═════ PROVIDED RECORDS ═════

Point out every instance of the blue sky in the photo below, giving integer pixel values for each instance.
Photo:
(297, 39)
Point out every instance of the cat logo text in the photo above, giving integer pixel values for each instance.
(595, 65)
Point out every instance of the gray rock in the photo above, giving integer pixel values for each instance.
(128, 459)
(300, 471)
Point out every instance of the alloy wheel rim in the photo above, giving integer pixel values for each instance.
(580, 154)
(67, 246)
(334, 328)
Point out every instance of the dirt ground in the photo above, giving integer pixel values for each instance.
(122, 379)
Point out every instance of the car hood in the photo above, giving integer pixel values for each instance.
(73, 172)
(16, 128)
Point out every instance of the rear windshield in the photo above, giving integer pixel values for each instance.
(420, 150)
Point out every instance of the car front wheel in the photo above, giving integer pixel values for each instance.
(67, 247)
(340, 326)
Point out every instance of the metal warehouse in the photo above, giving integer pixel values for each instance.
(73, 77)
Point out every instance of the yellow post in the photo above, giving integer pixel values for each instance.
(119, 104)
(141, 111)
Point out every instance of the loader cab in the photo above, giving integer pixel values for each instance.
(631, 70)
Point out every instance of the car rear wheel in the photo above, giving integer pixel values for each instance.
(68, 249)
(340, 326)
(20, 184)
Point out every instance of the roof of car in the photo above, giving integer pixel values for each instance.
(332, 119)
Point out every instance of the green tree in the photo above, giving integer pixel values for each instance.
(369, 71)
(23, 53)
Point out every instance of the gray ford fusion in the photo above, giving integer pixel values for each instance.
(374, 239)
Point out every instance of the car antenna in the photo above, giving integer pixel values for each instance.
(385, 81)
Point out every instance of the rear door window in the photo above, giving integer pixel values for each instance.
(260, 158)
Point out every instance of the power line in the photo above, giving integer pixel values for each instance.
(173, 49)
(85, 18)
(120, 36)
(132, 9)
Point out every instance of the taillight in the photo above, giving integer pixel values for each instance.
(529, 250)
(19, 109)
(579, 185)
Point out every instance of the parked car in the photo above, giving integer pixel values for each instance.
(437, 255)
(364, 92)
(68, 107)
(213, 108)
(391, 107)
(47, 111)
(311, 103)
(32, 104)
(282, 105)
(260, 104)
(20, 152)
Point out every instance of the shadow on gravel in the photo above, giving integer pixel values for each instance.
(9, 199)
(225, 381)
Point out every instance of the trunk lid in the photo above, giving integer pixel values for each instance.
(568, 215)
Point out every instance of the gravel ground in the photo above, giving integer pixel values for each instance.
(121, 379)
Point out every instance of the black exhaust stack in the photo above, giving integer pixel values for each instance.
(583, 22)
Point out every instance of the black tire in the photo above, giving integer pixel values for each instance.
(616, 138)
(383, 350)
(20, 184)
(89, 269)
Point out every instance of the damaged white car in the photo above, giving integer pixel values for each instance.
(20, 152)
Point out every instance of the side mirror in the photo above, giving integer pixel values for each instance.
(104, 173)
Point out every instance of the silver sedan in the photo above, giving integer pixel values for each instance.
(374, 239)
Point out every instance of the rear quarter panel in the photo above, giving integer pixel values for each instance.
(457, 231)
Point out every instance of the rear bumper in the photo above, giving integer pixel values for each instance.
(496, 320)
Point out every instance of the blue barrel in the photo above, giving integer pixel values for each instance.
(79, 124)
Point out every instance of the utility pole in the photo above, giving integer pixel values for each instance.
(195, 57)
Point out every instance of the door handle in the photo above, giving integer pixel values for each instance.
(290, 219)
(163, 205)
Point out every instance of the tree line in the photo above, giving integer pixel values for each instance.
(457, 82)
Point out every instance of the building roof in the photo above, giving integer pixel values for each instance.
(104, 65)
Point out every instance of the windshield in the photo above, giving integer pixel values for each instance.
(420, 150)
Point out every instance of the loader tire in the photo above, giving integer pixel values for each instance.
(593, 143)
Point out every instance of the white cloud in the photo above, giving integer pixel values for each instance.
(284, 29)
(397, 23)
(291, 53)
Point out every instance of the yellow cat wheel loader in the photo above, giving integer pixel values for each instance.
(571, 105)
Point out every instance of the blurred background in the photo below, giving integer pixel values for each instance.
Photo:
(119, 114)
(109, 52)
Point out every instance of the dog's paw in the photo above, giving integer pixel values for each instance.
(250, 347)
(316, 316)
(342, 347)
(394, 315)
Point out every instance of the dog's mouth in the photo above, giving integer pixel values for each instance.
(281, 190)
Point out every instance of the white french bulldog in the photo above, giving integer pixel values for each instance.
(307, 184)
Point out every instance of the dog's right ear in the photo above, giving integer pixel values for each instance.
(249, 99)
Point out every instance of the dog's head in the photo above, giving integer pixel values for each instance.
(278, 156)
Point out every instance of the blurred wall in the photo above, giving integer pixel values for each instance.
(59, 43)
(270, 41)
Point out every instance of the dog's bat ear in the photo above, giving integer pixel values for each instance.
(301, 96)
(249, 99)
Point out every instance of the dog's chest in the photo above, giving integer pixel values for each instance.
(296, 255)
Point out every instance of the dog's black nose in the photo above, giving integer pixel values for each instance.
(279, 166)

═════

EXERCISE TASK | Reproduce the full listing above, character for character.

COMPLETE RESPONSE |
Point out every instance of the blue sky in the photo below, giving integer pixel values for each instance.
Photo:
(297, 39)
Point out every instance of the cat logo text in the photo above, giving integer pixel values for each instance.
(595, 65)
Point out every instance of the gray rock in the photo above, giving integer pixel values for each instance.
(128, 459)
(300, 471)
Point out every instance of the alloy wheel rim in the photo above, giving integer pixel values for each instance.
(580, 154)
(67, 246)
(334, 328)
Point out every instance of the dirt ground in the photo above, giving integer pixel values for each instance.
(122, 379)
Point out every instance of the car hood in the photo above, giving integer pixel values for each instance.
(73, 172)
(16, 128)
Point out every instance of the rear windshield in the photo above, giving integer pixel values for each instance.
(420, 150)
Point out every instance of the car front wheel in the photo above, giving integer pixel values for each instance.
(67, 247)
(340, 326)
Point out every instance of the metal warehouse in the photo above, giving integer pixel values for each instance.
(73, 77)
Point out every instance of the yellow post in the photo above, giving integer pixel values for each instance.
(119, 104)
(141, 111)
Point out every instance of the loader cab in the photo above, giving integer pixel values for each instance.
(631, 70)
Point out every instance of the car rear wheel in the photo above, giving integer pixel values for each instance.
(68, 249)
(340, 326)
(20, 184)
Point out every instance of the roof of car in the photo above, giving integer pixel values for each instance.
(332, 119)
Point out every instance of the green tree in the photo above, giving integer pixel values for each instance.
(369, 71)
(23, 53)
Point out every instance of the gray ford fusion in the photo above, giving integer pixel values for each instance.
(374, 239)
Point out every instance of the car antenna in the photo above, giving integer pixel values for each instance.
(385, 81)
Point out every instance of the rear door window in the photo above, giving integer pixel values for each instance.
(260, 158)
Point out every instance of the power line in the photo above, giving integer pixel values for each instance.
(173, 49)
(85, 18)
(120, 36)
(132, 9)
Point out every instance of the taillight in the photo above, giving integer pixel values for each instance.
(529, 250)
(19, 109)
(579, 185)
Point out every instance of the parked car in the photo above, giving integer pixel values for each instance.
(437, 255)
(364, 92)
(68, 107)
(213, 108)
(391, 107)
(47, 111)
(311, 103)
(32, 104)
(282, 105)
(260, 104)
(20, 152)
Point out every instance of the shadow on gravel in the photo above, giving integer pixel values for each instance.
(9, 199)
(225, 381)
Point out every instance of the trunk lid in the photo above, giving integer pixel values for each instance.
(568, 215)
Point out every instance of the gravel ground in the photo above, giving integer pixel values for each instance.
(121, 379)
Point out every instance of the black exhaust stack in the photo above, giving integer pixel values for each instance.
(583, 22)
Point out every instance of the black tire in the photo above, giving integer pixel values for each instance.
(616, 138)
(383, 350)
(20, 184)
(89, 269)
Point out every instance of the damaged white car in the photo above, giving integer pixel values for each instance.
(20, 152)
Point out every instance of the side mirror in the photo above, giving integer pixel values for each instance.
(104, 173)
Point out every instance of the silver sedan in the photo above, giving integer pixel values for each instance.
(374, 239)
Point out every instance of the rear quarter panel in the photo above, giving integer pixel values for each instance.
(457, 231)
Point out every instance of the rear bumper in the photo above, giving integer pixel values for each instance.
(496, 320)
Point out every instance of the blue barrel in the photo above, giving integer pixel values for each instance.
(79, 124)
Point out every instance of the utility pole in the photo above, giving integer pixel values for each instance.
(195, 57)
Point out every instance of the door handle in the photo above, giving integer pixel values for each instance.
(290, 219)
(163, 205)
Point out every instance of the tree line in the photo above, giving integer pixel values for each instance.
(457, 82)
Point out every instance of the building roof in the photo above, giving integer pixel values for each instance.
(104, 65)
Point out every instance of the windshield in the photo above, giving integer pixel values for each instance.
(420, 150)
Point out every instance of the loader tire in the photo above, giving integer pixel values for each instance.
(593, 143)
Point out every instance of the white cloud in the photo above, giving integer pixel values for each instance.
(284, 29)
(397, 23)
(291, 53)
Point out every instance of the yellow cat wheel loader in the photo above, giving integer pixel values for each instance.
(571, 105)
Point out every instance of the blurred background in the photo below, giving integer pixel values for each instance.
Photo:
(119, 114)
(109, 52)
Point out every instance of the dog's paw in the photo above, giving integer pixel values for each instance.
(250, 347)
(316, 316)
(342, 347)
(394, 315)
Point out every instance of the dog's mouth in the photo above, giving integer pixel values for each instance.
(281, 190)
Point out every instance of the white french bulldog in the photo above, giving integer pixel values for each instance.
(307, 184)
Point out every instance of the dog's right ear in the photo above, giving integer pixel values for each instance.
(249, 99)
Point out every instance of the dog's head in the photo above, giving integer pixel values for each instance.
(278, 156)
Point out every instance of the blurred wall in the photo above, giving integer pixel values for each instance.
(59, 43)
(270, 41)
Point out every instance of the dog's bat ear in the photo above, giving integer pixel values for each instance.
(301, 96)
(249, 99)
Point out every instance of the dog's chest in the photo above, giving integer pixel values for each instance.
(296, 255)
Point out every instance of the dog's black nose in the photo above, giving integer pixel values for each instance.
(279, 166)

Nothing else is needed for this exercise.